[Extrait de données]:
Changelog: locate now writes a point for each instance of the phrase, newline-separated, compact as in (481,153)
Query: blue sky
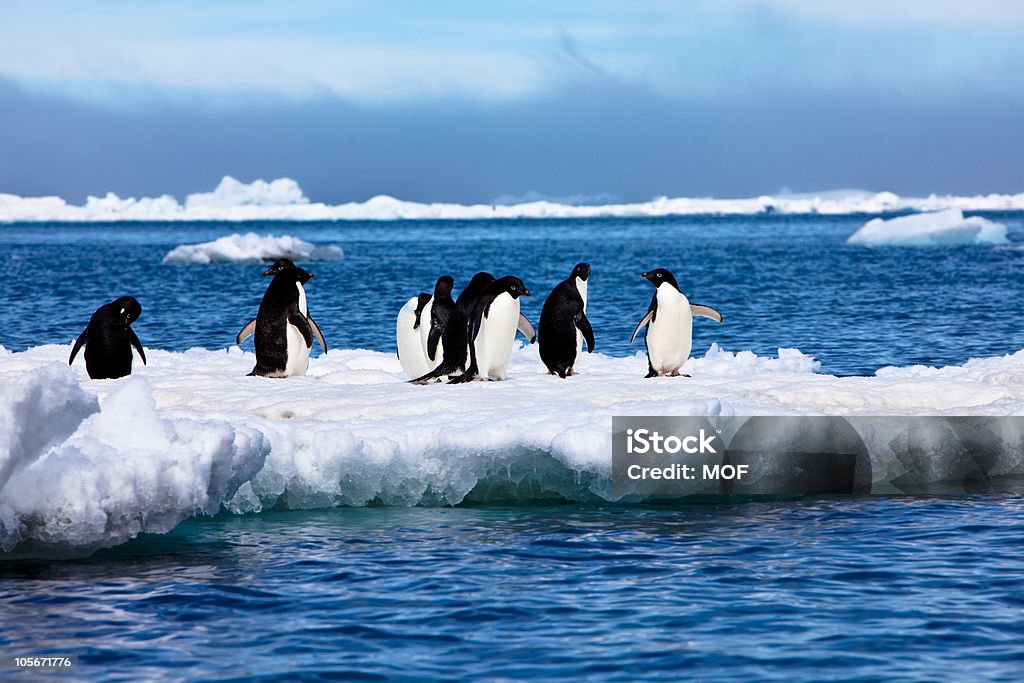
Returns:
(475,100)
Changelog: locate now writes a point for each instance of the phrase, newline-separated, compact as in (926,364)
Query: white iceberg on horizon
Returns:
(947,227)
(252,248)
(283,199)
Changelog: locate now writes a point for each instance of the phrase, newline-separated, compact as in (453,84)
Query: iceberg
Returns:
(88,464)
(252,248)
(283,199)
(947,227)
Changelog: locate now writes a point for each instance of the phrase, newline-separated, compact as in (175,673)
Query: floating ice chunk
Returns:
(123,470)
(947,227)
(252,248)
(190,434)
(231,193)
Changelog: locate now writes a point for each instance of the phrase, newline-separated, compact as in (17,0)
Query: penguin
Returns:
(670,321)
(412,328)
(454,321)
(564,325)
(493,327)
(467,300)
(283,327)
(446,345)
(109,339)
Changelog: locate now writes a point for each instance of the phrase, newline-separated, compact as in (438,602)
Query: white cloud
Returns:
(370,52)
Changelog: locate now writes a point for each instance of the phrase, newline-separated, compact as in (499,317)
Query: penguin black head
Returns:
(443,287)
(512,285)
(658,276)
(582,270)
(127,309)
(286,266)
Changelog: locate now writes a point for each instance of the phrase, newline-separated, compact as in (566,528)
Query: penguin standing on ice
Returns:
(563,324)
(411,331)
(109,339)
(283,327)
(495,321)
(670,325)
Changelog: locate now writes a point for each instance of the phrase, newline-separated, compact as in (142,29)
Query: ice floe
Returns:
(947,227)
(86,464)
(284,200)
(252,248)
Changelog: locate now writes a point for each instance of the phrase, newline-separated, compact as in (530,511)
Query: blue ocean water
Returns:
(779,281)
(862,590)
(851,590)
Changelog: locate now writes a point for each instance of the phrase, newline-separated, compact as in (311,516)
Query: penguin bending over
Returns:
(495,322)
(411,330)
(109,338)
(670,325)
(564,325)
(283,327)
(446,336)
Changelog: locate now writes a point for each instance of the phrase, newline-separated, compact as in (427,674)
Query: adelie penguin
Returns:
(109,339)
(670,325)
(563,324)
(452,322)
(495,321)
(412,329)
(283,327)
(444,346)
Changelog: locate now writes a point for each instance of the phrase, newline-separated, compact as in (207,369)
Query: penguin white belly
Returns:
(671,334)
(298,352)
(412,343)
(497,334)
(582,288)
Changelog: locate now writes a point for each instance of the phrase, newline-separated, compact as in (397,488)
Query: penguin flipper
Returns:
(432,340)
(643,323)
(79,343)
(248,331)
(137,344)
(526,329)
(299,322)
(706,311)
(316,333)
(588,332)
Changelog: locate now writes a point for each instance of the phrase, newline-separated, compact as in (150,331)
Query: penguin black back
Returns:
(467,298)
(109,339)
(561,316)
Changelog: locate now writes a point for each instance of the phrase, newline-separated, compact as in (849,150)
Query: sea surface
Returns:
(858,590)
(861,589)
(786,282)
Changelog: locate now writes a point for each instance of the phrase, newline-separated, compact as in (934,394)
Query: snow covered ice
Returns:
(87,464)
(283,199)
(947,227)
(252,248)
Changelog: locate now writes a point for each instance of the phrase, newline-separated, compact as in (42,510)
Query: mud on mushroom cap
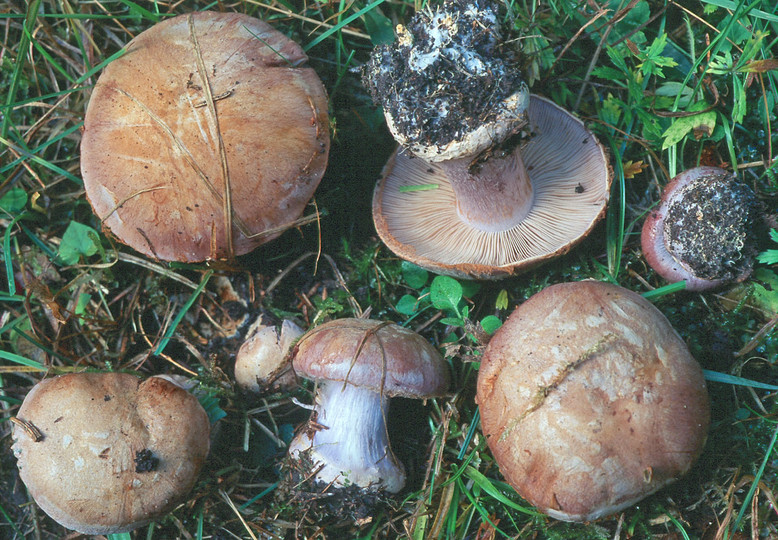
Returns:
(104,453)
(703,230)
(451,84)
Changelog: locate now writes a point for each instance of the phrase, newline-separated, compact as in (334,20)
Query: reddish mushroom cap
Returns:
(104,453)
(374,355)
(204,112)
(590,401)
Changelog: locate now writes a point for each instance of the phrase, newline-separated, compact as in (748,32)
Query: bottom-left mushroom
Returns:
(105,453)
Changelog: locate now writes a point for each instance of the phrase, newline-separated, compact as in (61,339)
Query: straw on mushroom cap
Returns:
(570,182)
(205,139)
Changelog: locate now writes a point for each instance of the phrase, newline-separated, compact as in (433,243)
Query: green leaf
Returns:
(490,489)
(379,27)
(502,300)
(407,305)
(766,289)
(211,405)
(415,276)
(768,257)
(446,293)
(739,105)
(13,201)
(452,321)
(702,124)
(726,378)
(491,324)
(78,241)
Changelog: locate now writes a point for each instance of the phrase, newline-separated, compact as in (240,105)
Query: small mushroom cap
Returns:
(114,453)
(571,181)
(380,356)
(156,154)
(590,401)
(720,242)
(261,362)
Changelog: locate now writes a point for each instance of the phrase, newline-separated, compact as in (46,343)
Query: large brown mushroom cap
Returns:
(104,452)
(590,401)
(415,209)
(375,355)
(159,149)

[Consigne]:
Présentez sous forme de tableau Markdown, s'il vous plaît, les lignes des items, de celle qui contient « as in (46,343) » jusqu'à la dernière ligne des items, toutes deux comprises. Utilisez une colonne « n° » pour le numéro de rang et une colonne « Ligne » pour le texte, en omettant les lignes vides.

[Sortie complète]:
| n° | Ligne |
|---|---|
| 1 | Changelog: locate now writes a point for each instance of the phrase, newline-separated, compact as in (46,343) |
| 2 | Query: large brown mushroom cap |
| 3 | Returns: |
| 4 | (104,452) |
| 5 | (590,401) |
| 6 | (415,209) |
| 7 | (375,355) |
| 8 | (159,149) |